Reproduce each line from the first in the data through the line that contains "Reviewer note: verify that every instance of the black" exactly; give nothing else.

Information provided below:

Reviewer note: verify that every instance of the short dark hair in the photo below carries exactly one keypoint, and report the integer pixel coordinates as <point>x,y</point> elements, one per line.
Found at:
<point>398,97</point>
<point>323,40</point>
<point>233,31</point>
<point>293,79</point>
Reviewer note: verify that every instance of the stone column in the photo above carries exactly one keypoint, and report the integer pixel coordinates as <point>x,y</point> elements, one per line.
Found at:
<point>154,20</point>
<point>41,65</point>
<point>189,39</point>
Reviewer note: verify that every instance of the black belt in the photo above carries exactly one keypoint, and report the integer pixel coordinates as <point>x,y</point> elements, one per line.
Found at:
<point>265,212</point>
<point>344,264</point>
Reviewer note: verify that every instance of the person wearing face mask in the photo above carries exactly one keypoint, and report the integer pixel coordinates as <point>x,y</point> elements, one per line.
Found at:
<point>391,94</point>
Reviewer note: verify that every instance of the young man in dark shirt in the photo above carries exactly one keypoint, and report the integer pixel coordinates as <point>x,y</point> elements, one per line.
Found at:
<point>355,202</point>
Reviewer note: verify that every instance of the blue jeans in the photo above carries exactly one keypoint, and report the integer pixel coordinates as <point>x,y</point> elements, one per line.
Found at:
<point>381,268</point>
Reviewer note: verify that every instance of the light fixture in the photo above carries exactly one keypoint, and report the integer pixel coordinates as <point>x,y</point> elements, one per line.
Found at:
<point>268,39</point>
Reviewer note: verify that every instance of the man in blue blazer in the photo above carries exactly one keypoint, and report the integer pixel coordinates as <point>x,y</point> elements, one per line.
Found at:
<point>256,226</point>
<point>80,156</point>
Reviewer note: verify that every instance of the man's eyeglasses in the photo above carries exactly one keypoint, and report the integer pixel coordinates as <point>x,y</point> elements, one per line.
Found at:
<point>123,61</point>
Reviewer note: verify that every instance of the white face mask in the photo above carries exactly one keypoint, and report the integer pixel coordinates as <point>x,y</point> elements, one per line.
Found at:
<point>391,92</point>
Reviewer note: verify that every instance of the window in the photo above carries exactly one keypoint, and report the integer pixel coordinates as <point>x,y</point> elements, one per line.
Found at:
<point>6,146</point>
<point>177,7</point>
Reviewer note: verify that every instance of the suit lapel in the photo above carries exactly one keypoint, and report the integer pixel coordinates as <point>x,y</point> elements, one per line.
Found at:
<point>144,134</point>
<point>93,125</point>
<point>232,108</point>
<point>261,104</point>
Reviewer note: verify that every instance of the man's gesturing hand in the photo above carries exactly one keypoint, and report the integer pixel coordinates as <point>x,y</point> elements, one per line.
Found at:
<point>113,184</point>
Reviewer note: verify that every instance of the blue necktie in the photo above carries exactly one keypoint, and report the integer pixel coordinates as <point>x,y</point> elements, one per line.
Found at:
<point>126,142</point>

End of Information provided.

- Solution below -
Reviewer note: verify that every instance of the short dark hair in the photo below carries exactly one keypoint, and report the integer pixel coordinates as <point>x,y</point> elements, one per line.
Found at:
<point>398,97</point>
<point>323,40</point>
<point>233,31</point>
<point>293,79</point>
Reviewer note: verify that every instance of the stone column in the photo above carries exactly one keypoint, and report the integer pixel coordinates as <point>x,y</point> elements, one per line.
Found at:
<point>154,20</point>
<point>41,65</point>
<point>189,39</point>
Reviewer note: verify that every instance of the black belt in the photo above carries exactly one keypoint, and report the integer pixel coordinates as <point>x,y</point> elements, one per line.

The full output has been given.